Retype the entries from the start through the line containing "column 62, row 763", including that line, and leave the pictures out of your answer.
==========
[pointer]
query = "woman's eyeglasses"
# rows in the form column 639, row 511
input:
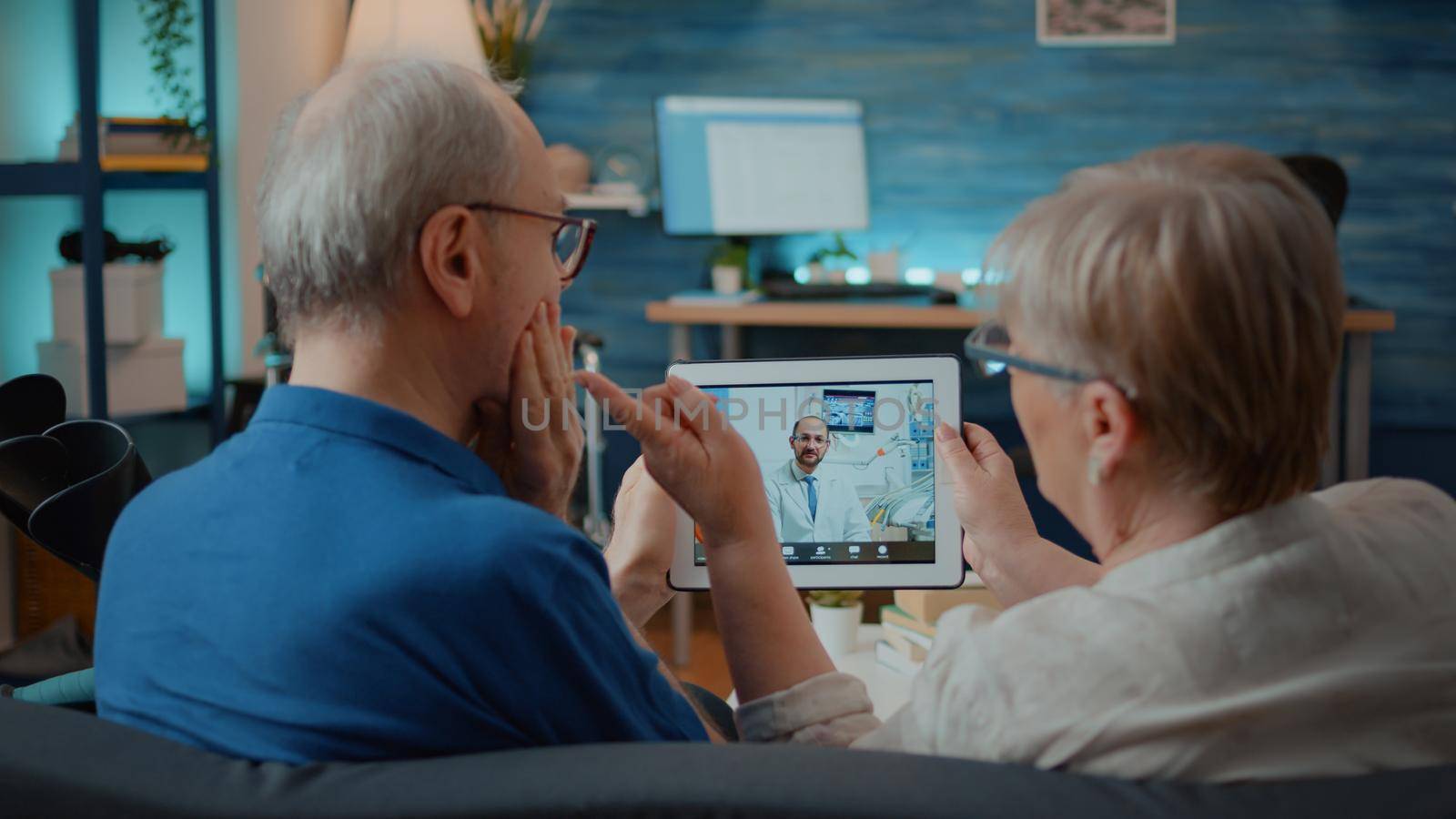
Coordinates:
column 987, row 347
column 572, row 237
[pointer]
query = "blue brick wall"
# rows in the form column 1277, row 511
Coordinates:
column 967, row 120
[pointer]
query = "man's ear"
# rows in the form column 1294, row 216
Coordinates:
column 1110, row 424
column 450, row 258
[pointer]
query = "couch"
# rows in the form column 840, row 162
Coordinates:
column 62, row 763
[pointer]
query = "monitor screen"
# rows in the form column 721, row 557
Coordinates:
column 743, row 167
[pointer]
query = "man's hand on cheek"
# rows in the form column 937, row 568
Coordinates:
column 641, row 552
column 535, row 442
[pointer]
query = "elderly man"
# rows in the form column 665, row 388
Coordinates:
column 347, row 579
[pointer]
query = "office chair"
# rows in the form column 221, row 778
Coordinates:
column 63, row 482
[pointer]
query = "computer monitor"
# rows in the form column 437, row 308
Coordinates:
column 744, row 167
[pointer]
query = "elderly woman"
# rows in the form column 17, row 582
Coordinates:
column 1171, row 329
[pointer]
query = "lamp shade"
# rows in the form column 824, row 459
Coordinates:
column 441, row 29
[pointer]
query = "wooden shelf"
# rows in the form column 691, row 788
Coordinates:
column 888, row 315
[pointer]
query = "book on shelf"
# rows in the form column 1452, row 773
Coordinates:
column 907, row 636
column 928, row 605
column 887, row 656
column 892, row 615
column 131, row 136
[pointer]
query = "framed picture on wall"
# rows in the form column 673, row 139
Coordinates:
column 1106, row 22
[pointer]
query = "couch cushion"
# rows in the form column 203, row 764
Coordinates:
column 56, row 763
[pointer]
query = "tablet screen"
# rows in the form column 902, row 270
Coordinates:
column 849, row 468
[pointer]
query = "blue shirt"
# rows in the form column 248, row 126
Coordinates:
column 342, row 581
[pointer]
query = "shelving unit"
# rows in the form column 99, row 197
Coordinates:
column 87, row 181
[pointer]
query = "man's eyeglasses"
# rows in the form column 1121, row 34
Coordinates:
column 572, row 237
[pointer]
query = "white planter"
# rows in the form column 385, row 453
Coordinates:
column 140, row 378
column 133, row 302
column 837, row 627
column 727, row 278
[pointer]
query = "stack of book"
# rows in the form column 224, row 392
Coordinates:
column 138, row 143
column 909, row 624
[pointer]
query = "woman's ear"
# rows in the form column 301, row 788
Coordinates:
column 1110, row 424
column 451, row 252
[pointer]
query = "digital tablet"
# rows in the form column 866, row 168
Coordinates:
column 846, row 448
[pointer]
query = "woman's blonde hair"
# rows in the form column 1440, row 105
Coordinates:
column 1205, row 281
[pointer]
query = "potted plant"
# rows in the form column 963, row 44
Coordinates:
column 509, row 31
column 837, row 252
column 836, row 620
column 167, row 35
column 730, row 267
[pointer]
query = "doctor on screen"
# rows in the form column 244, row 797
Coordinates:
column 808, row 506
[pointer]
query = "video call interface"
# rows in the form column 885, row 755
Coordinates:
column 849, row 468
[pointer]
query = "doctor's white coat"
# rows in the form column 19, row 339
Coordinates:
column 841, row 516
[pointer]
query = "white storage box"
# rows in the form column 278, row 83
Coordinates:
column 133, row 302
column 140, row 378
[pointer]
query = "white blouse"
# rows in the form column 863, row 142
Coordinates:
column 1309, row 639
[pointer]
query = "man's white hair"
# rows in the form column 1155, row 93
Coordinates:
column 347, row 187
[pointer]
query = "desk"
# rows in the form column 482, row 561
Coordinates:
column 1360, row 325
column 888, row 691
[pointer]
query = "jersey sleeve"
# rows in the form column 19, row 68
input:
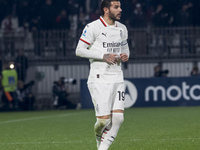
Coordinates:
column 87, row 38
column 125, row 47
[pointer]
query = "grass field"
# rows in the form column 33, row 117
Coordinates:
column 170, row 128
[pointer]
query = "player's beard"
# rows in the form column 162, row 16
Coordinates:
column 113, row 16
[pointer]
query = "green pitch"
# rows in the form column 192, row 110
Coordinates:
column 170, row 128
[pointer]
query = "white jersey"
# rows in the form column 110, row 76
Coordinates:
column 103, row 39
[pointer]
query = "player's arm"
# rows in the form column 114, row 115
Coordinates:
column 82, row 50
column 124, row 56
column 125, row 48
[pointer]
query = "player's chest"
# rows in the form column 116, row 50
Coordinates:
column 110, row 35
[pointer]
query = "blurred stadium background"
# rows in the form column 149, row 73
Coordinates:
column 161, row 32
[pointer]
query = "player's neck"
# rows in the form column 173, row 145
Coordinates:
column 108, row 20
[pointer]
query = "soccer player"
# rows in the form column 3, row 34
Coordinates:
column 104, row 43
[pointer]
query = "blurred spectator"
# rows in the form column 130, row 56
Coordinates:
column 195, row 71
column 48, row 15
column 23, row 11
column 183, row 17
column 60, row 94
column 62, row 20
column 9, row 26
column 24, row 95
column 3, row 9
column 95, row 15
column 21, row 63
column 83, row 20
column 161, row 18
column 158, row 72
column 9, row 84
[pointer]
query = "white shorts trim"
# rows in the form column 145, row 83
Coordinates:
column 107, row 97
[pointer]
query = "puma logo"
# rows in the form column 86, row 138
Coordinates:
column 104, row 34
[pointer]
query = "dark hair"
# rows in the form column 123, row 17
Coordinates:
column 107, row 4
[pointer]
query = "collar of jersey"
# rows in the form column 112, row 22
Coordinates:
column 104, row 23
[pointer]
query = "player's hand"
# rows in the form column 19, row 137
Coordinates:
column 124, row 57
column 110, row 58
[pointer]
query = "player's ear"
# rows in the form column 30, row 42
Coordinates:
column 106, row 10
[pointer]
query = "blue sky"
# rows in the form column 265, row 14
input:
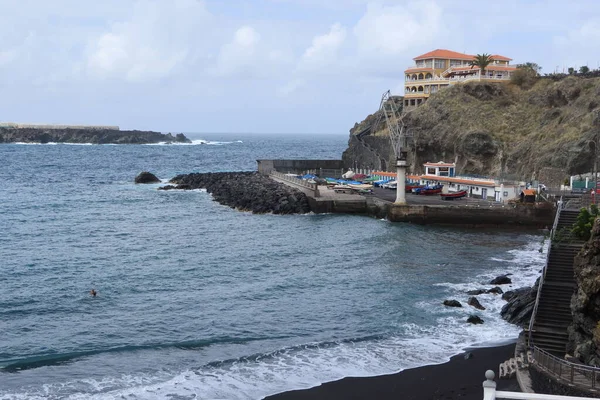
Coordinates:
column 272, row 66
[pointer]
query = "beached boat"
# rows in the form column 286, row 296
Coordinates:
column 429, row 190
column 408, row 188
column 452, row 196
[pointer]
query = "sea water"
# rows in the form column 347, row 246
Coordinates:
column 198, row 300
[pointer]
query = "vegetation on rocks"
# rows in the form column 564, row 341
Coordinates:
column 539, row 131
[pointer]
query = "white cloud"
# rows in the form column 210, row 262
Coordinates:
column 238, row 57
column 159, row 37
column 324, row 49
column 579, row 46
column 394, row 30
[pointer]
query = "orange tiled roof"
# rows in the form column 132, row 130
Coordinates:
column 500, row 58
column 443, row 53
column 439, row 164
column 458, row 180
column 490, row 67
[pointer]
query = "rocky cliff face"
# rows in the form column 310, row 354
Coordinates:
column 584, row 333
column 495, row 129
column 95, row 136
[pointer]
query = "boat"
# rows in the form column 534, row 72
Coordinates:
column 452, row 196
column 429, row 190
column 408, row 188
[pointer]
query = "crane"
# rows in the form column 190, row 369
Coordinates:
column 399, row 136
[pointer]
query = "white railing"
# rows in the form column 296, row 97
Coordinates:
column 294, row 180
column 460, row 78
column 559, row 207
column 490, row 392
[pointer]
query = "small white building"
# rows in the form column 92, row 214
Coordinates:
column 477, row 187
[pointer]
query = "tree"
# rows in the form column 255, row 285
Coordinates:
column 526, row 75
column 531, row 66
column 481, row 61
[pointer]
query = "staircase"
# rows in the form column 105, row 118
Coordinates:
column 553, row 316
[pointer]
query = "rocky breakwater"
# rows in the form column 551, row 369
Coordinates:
==========
COMPLETE OUTPUT:
[pointer]
query = "woman's eyeglasses"
# rows in the form column 639, row 511
input:
Coordinates:
column 987, row 347
column 572, row 237
[pointer]
query = "blue brick wall"
# rows in the form column 1277, row 511
Coordinates:
column 967, row 120
[pointer]
query = "man's ear"
# rows in the form column 1294, row 216
Coordinates:
column 1110, row 424
column 450, row 258
[pointer]
query = "couch"
# rows in the form column 840, row 162
Coordinates:
column 62, row 763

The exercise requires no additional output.